* [Requirements] Print the data unchanged, from the line containing "Return the outline of every instance of the rocky ridge." through the end of the data.

Shape annotation entries:
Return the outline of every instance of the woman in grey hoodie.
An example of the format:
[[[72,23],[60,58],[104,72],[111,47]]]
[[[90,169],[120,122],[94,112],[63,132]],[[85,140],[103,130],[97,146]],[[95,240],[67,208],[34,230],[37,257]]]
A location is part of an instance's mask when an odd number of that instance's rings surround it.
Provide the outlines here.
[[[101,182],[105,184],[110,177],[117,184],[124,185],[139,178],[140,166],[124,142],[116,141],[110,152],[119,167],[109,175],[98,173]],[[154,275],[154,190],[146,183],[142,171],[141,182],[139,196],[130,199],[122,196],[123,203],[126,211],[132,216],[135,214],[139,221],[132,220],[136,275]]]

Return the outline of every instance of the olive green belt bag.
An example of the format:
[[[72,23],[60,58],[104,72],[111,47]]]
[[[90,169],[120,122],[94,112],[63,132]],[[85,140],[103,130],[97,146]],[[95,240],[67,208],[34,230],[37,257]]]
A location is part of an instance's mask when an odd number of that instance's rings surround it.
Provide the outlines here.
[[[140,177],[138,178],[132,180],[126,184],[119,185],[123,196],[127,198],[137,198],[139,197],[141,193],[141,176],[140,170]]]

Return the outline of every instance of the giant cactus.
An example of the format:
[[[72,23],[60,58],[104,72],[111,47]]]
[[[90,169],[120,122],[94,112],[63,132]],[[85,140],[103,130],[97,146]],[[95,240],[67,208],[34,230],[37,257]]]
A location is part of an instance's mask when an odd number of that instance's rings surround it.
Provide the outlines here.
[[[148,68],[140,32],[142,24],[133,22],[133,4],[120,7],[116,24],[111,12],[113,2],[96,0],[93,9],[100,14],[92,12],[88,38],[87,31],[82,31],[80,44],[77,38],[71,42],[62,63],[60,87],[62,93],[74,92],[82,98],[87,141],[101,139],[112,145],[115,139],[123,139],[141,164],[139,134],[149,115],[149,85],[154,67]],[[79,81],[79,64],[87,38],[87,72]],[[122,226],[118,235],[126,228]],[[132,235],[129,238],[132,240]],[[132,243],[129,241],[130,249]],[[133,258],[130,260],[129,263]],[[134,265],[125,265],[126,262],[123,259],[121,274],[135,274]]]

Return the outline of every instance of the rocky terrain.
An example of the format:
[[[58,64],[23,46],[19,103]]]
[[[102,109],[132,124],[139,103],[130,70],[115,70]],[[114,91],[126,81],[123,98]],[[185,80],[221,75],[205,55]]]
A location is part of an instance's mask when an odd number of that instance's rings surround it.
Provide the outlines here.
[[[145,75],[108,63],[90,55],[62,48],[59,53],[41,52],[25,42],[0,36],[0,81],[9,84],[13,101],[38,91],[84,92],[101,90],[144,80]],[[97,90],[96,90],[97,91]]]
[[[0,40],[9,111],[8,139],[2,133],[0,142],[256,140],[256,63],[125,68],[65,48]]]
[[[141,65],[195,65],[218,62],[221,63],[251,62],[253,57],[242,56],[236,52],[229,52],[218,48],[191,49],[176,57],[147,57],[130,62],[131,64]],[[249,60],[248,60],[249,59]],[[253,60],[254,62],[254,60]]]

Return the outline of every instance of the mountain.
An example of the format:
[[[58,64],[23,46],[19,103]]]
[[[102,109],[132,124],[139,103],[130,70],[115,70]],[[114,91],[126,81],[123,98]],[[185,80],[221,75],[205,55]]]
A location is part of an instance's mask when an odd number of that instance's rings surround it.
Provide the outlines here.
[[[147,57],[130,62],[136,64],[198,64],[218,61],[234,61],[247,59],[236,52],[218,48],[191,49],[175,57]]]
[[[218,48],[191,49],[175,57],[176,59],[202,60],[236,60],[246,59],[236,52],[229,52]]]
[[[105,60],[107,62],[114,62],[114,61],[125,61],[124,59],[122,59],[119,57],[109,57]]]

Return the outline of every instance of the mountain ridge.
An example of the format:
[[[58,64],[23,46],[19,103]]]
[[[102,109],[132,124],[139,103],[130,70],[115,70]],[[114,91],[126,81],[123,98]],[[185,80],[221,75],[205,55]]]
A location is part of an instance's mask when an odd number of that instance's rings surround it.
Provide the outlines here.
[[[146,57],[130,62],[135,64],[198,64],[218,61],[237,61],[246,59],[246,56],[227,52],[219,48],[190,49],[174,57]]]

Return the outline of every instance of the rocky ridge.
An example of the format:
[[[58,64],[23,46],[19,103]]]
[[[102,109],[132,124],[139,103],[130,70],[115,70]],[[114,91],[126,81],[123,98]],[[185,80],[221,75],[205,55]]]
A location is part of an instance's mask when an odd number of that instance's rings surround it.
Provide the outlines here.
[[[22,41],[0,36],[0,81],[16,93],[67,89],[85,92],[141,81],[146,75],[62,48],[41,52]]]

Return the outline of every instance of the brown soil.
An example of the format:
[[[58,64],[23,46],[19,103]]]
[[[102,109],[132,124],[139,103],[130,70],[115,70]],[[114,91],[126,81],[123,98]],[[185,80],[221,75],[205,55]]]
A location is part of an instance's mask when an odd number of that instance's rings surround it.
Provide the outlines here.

* [Task response]
Return the outline of every instance of the rocky ridge.
An example of the format:
[[[58,64],[23,46],[19,103]]]
[[[102,109],[132,124],[139,103],[130,70],[115,70]],[[114,91],[126,81],[123,98]],[[185,80],[221,75],[205,55]]]
A location is part of an instance's mask when an odd number of that instance's rings surround it.
Provide the outlines here.
[[[22,41],[0,36],[0,81],[16,93],[67,89],[85,92],[141,81],[146,75],[62,48],[41,52]]]

Return the outline of every instance of the brown soil.
An example of the format:
[[[58,64],[23,46],[19,103]]]
[[[102,109],[132,124],[139,103],[130,70],[115,70]],[[114,91],[126,81],[123,98]],[[185,80],[221,75],[205,55]]]
A location is part of an instance's mask when an odd number of that instance's rings surround it.
Provide the outlines here.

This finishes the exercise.